**TASK DIRECTIONS**: Output the material beneath exactly, leaving nothing out.

**SOURCE DATA**:
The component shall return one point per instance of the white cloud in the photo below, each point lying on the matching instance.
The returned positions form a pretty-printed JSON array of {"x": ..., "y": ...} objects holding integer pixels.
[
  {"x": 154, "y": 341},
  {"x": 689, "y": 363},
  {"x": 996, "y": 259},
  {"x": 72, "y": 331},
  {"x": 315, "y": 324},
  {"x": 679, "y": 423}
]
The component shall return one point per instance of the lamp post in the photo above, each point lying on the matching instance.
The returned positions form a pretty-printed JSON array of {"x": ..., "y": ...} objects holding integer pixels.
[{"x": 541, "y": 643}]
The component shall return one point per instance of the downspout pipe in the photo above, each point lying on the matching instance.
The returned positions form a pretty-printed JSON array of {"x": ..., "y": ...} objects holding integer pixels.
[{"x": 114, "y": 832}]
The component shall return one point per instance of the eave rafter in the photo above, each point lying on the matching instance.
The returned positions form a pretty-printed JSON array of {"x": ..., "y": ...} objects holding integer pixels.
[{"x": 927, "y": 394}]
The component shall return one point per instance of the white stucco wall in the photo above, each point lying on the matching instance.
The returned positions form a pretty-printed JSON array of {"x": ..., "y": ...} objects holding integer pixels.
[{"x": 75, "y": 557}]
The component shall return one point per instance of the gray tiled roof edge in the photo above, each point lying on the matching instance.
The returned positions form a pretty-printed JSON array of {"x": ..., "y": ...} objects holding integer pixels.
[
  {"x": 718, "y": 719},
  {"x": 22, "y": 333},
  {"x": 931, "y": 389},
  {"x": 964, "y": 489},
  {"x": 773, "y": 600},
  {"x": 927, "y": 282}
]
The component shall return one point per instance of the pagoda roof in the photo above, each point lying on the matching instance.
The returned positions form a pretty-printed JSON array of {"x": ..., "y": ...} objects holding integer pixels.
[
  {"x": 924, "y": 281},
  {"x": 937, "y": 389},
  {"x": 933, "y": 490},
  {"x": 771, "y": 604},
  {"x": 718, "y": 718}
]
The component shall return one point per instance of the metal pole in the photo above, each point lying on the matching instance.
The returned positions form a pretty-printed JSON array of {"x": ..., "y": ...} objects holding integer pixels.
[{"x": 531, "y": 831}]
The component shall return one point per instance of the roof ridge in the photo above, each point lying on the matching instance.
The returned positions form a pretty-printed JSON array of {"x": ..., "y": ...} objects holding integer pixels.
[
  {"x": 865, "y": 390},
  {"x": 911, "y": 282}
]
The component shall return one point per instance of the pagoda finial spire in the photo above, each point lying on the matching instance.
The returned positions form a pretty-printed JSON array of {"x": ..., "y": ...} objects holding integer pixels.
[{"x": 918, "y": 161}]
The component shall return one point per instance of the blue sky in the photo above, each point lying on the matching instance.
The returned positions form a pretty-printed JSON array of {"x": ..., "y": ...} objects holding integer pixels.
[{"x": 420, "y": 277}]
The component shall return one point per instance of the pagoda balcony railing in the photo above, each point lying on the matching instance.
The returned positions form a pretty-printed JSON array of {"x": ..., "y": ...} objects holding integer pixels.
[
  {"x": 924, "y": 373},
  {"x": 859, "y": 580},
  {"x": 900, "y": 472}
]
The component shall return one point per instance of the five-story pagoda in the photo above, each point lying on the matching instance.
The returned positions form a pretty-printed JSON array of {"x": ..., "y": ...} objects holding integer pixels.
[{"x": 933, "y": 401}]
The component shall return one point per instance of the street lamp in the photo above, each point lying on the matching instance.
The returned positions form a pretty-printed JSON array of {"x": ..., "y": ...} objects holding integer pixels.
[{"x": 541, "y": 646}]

**THE SOLUTION**:
The component shall return one point per instance of the white cloud in the photo below, each point lying on the matching instance.
The returned positions form a pretty-printed JSON array of {"x": ..., "y": ...} objects holding integer pixels.
[
  {"x": 154, "y": 341},
  {"x": 689, "y": 363},
  {"x": 996, "y": 259},
  {"x": 72, "y": 331},
  {"x": 315, "y": 324},
  {"x": 679, "y": 423}
]
The component shall return one point per instance of the lamp post in the photo above, each point lying on the matching instance.
The returned positions form a pretty-printed JSON array of {"x": ..., "y": ...} objects holding integer pixels.
[{"x": 541, "y": 643}]
The component shall return one point per instance of the downspout pipe in the photo above, each point lying on the matching instance.
The returned positions form a pretty-printed JSON array of {"x": ..., "y": ...} objects holding integer pixels.
[{"x": 114, "y": 832}]
The component shall return one point per instance of the eave rafter in the photo above, each point lying on the matching instance.
The returned positions form a pretty-printed JSON array of {"x": ..., "y": ...} objects holding integer pixels.
[{"x": 927, "y": 394}]
The component shall return one point per instance of the white stucco wall in the photo above, each point lying on the matching instance.
The returned positions form a pretty-printed JSON array of {"x": ..., "y": ...} objects holding integer pixels.
[{"x": 75, "y": 557}]
The component shall return one point per instance of the gray tiled roof edge in the photo above, each point lying on the matching instance.
The returned positions form a pretty-printed JSON array of {"x": ..., "y": ...} objects holding integer pixels.
[
  {"x": 718, "y": 719},
  {"x": 22, "y": 333},
  {"x": 931, "y": 389},
  {"x": 964, "y": 489},
  {"x": 773, "y": 600},
  {"x": 927, "y": 282}
]
The component shall return one point per instance of the pagoda roof in the photo above, each point lying on the matching instance.
The returned positions form a pretty-printed JSON array of {"x": ..., "y": ...} objects holding integer pixels.
[
  {"x": 924, "y": 281},
  {"x": 937, "y": 389},
  {"x": 933, "y": 490},
  {"x": 771, "y": 604},
  {"x": 718, "y": 718}
]
The component shall return one point per instance of the metal pole in the photo above, each point lying on the matching instance.
The returned positions form a pretty-printed JSON array of {"x": ..., "y": ...} objects holding integer pixels.
[{"x": 531, "y": 831}]
The component shall return one point per instance of the roof ridge in the photo above, each point lying on the matching instance.
The returned positions form a pretty-printed JSON array of {"x": ..., "y": ...} objects holding integer pixels.
[
  {"x": 865, "y": 390},
  {"x": 911, "y": 282}
]
The component shall return one point per instance of the pagoda finial spire in the photo above, each point lying on the matching instance.
The returned positions form a pretty-printed JSON array of {"x": ..., "y": ...} objects holding integer pixels.
[{"x": 918, "y": 161}]
The component shall return one point per instance of the blue sky in the photo above, each point lying on the matching instance.
The returned positions form a pretty-printed JSON array of {"x": ..., "y": ...} objects holding integer pixels.
[{"x": 420, "y": 277}]
The component shall return one point per instance of the pagoda balcony railing in the photo above, each point lying on the matching instance.
The returned positions form a pretty-printed JSON array of {"x": ..., "y": ...} objects holding integer pixels.
[
  {"x": 924, "y": 373},
  {"x": 859, "y": 580},
  {"x": 900, "y": 472}
]
The component shall return one point per instance of the five-story pagoda in the photo above, each point lying on the matching instance.
The returned positions form a pretty-printed JSON array of {"x": ..., "y": ...} objects holding integer pixels.
[{"x": 933, "y": 401}]
The component shall return one point per instance of the street lamp in the photo above, each point lying on the matching instance.
The returned positions form a pretty-printed JSON array of {"x": ..., "y": ...} objects holding integer pixels.
[{"x": 541, "y": 646}]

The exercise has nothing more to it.